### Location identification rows
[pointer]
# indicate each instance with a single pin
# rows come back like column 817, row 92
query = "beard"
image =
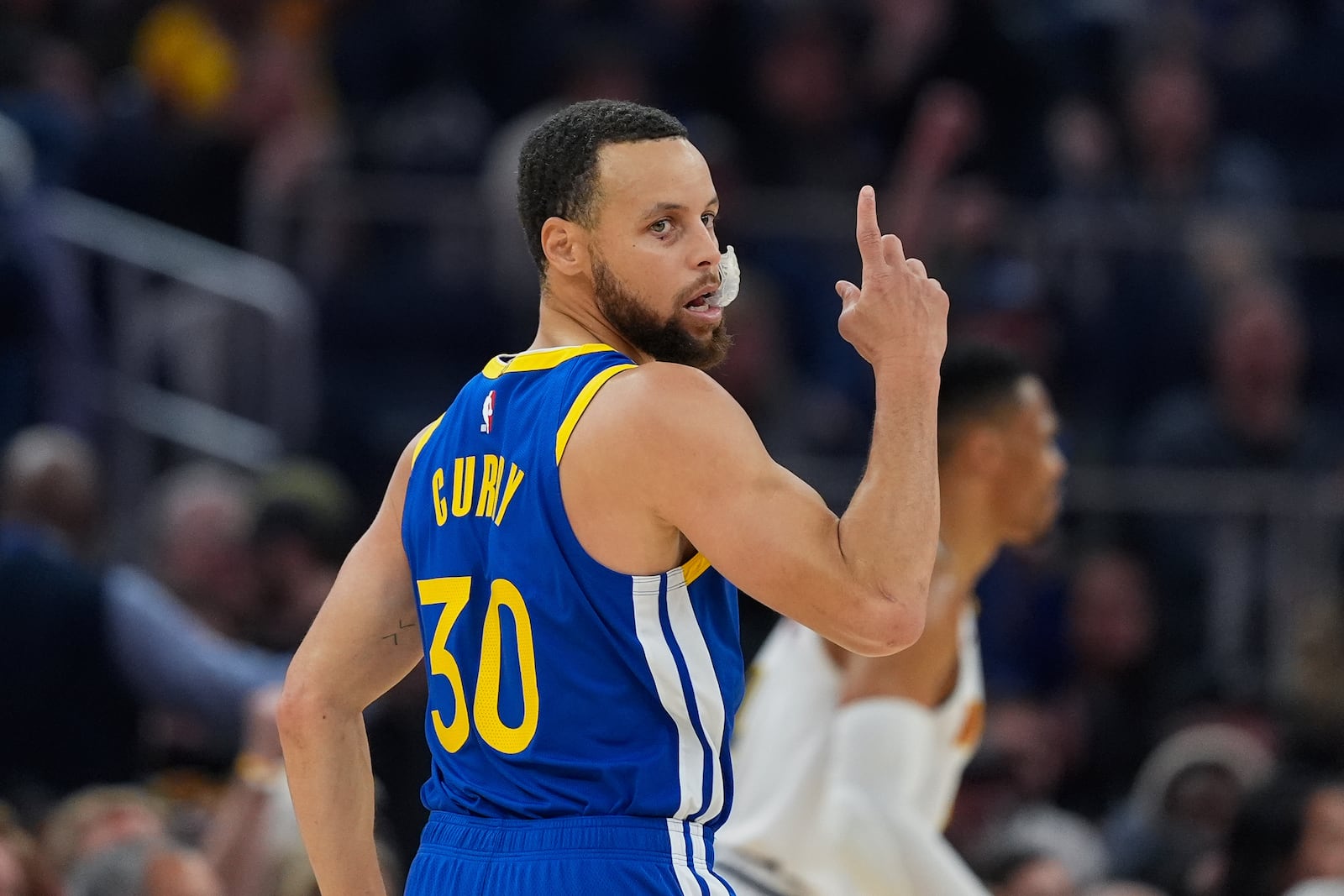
column 663, row 340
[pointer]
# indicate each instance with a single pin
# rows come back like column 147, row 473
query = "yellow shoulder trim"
column 423, row 438
column 692, row 569
column 542, row 359
column 581, row 403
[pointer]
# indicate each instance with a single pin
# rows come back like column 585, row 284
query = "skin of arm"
column 925, row 672
column 342, row 667
column 694, row 472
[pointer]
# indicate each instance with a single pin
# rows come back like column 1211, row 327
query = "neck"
column 568, row 318
column 969, row 532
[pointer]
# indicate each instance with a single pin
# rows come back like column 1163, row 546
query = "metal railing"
column 212, row 348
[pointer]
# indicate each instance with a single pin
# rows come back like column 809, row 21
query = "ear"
column 564, row 244
column 984, row 450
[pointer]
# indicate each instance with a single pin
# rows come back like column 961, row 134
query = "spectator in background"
column 1182, row 808
column 195, row 543
column 98, row 819
column 1252, row 414
column 147, row 867
column 116, row 645
column 22, row 869
column 1026, row 872
column 1289, row 832
column 306, row 524
column 1110, row 703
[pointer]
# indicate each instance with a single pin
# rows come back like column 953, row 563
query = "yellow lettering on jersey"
column 515, row 479
column 491, row 476
column 464, row 485
column 440, row 504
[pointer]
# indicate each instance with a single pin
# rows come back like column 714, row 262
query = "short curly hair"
column 557, row 167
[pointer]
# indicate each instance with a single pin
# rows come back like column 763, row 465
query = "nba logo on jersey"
column 488, row 412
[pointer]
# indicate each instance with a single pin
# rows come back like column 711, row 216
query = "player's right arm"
column 349, row 660
column 696, row 461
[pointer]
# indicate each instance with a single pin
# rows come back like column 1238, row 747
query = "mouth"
column 701, row 305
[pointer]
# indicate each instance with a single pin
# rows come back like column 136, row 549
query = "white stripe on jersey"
column 658, row 653
column 685, row 876
column 705, row 684
column 699, row 860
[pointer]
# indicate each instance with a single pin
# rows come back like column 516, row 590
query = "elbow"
column 895, row 622
column 302, row 707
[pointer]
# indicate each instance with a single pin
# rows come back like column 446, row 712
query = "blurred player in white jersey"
column 847, row 766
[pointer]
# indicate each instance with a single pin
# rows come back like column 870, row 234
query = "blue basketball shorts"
column 581, row 856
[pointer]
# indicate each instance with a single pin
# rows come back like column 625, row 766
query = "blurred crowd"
column 1142, row 197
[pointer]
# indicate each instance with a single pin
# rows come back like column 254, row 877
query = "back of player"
column 578, row 718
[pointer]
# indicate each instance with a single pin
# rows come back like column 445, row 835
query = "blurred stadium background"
column 248, row 248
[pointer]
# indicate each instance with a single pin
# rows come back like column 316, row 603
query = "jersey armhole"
column 580, row 405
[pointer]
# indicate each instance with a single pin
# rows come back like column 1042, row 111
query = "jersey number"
column 454, row 593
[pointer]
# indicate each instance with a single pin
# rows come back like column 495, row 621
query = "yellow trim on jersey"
column 423, row 438
column 542, row 359
column 581, row 403
column 692, row 569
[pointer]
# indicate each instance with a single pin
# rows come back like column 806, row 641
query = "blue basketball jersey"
column 557, row 687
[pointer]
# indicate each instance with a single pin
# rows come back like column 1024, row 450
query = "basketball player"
column 564, row 533
column 848, row 765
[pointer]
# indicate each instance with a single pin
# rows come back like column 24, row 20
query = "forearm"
column 889, row 533
column 331, row 782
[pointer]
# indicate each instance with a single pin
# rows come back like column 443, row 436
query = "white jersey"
column 781, row 836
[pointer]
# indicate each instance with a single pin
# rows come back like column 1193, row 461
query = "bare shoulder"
column 652, row 389
column 658, row 410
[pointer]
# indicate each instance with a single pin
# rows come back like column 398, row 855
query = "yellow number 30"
column 454, row 593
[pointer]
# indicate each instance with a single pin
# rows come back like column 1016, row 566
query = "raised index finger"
column 869, row 234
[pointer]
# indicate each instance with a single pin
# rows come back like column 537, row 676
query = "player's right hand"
column 900, row 315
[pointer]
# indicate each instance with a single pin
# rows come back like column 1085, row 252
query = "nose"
column 705, row 249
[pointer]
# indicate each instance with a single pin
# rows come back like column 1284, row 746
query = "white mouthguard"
column 730, row 280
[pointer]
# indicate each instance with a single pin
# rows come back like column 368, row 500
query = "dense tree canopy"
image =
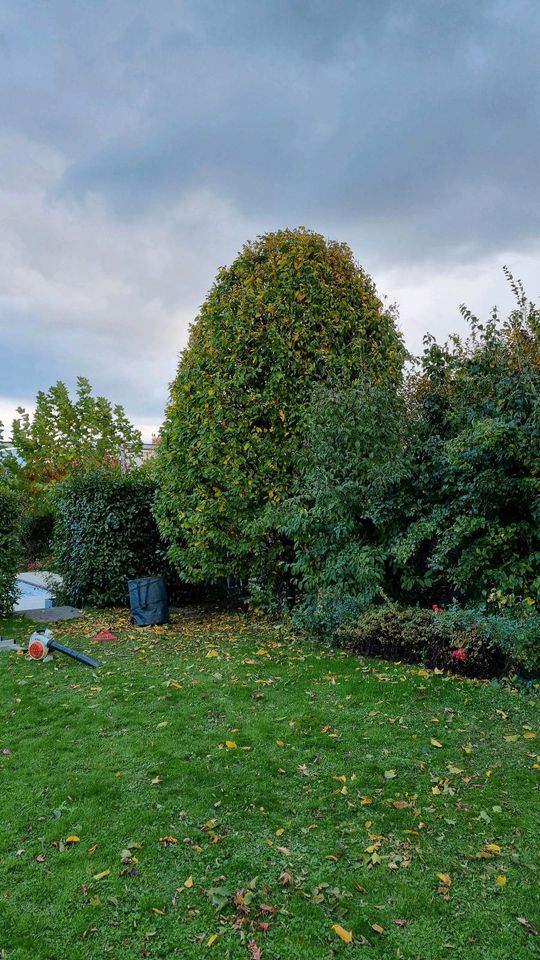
column 292, row 312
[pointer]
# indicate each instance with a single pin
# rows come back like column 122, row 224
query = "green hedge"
column 10, row 549
column 466, row 640
column 105, row 533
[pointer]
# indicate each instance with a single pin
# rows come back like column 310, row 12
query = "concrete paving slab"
column 50, row 614
column 40, row 578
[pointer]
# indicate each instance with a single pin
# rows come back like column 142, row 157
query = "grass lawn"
column 238, row 794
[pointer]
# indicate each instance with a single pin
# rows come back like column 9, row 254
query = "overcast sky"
column 142, row 143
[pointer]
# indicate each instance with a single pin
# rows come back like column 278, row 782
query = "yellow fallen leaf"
column 343, row 934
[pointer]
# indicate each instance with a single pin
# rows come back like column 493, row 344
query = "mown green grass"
column 135, row 752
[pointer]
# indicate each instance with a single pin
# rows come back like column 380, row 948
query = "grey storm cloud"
column 141, row 144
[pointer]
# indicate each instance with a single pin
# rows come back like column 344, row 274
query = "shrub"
column 292, row 311
column 348, row 470
column 471, row 524
column 105, row 532
column 10, row 549
column 468, row 641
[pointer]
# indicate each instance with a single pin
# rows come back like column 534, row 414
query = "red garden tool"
column 41, row 645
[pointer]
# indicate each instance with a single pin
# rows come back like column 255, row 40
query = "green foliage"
column 421, row 636
column 66, row 435
column 466, row 640
column 292, row 312
column 349, row 465
column 10, row 548
column 514, row 632
column 471, row 526
column 105, row 533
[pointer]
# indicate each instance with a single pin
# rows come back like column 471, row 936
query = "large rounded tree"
column 293, row 311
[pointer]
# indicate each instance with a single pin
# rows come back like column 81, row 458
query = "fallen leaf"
column 343, row 934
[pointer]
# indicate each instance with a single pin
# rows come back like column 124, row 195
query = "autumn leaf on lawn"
column 343, row 934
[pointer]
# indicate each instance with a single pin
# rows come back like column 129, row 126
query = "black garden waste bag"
column 148, row 601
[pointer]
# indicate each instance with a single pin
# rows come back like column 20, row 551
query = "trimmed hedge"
column 105, row 533
column 467, row 641
column 10, row 549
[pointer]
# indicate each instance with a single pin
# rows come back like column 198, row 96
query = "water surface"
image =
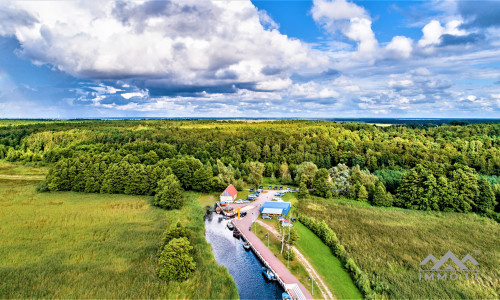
column 243, row 265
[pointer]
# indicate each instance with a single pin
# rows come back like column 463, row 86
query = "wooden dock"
column 289, row 283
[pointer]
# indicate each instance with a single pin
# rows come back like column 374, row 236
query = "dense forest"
column 446, row 167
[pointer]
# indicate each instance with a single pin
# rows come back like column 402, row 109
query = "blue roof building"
column 275, row 208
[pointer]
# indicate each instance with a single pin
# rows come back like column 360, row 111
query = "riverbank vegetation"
column 388, row 244
column 78, row 245
column 445, row 169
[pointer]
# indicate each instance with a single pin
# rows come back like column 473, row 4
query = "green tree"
column 486, row 200
column 175, row 261
column 303, row 192
column 240, row 186
column 202, row 179
column 174, row 232
column 362, row 194
column 320, row 184
column 305, row 173
column 169, row 194
column 380, row 195
column 256, row 170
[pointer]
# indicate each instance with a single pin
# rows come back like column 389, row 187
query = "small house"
column 275, row 208
column 229, row 194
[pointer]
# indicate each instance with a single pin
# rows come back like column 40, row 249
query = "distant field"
column 75, row 245
column 327, row 265
column 389, row 245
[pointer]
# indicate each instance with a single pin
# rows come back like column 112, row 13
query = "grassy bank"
column 295, row 267
column 75, row 245
column 389, row 244
column 328, row 266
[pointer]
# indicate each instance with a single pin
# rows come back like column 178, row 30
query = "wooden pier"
column 287, row 281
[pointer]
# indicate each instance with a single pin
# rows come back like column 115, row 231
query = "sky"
column 242, row 58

### Problem statement
Please arrange the rows from the very start through the line that contains "column 984, row 450" (both ends included) as a Markdown table with the columns No. and Line, one line per table row. Skip blank lines and leave the pictures out.

### Problem solution
| No. | Line |
|---|---|
| 1 | [pointer] |
| 2 | # indicate each instance with a single pin |
| 3 | # rows come back like column 817, row 92 |
| 4 | query = "beard" |
| 5 | image = |
| 6 | column 663, row 340 |
| 7 | [pointer] |
| 8 | # indicate each instance with a single pin |
| 9 | # rows come back like column 147, row 473 |
| 10 | query = "yellow shoulder trim" |
| 11 | column 423, row 438 |
| 12 | column 692, row 569 |
| 13 | column 542, row 359 |
| 14 | column 581, row 403 |
| 15 | [pointer] |
| 16 | # indicate each instance with a single pin |
| 17 | # rows come back like column 585, row 284 |
| 18 | query = "skin of arm" |
| 19 | column 925, row 672 |
| 20 | column 342, row 667 |
| 21 | column 694, row 472 |
| 22 | [pointer] |
| 23 | # indicate each instance with a single pin |
| 24 | # rows come back like column 1211, row 327 |
| 25 | query = "neck" |
| 26 | column 568, row 318 |
| 27 | column 969, row 532 |
| 28 | [pointer] |
| 29 | # indicate each instance with a single pin |
| 30 | # rows come back like column 1163, row 546 |
| 31 | query = "metal railing" |
| 32 | column 212, row 348 |
| 33 | [pointer] |
| 34 | # indicate each instance with a single pin |
| 35 | # rows come back like column 809, row 21 |
| 36 | query = "ear" |
| 37 | column 564, row 244 |
| 38 | column 984, row 450 |